*TASK STATEMENT:* Swap "green shrub" for "leafy bush" in the rows below and write them out again with everything else unchanged.

(Entries from a point annotation set)

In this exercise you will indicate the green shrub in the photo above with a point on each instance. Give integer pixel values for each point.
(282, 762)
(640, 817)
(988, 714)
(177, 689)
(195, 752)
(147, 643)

*TASK SOLUTION:*
In this exercise you will indicate the leafy bush in the photo above with a point on each instance. Give integer pixel values for each point.
(282, 762)
(640, 817)
(988, 714)
(177, 689)
(195, 752)
(147, 643)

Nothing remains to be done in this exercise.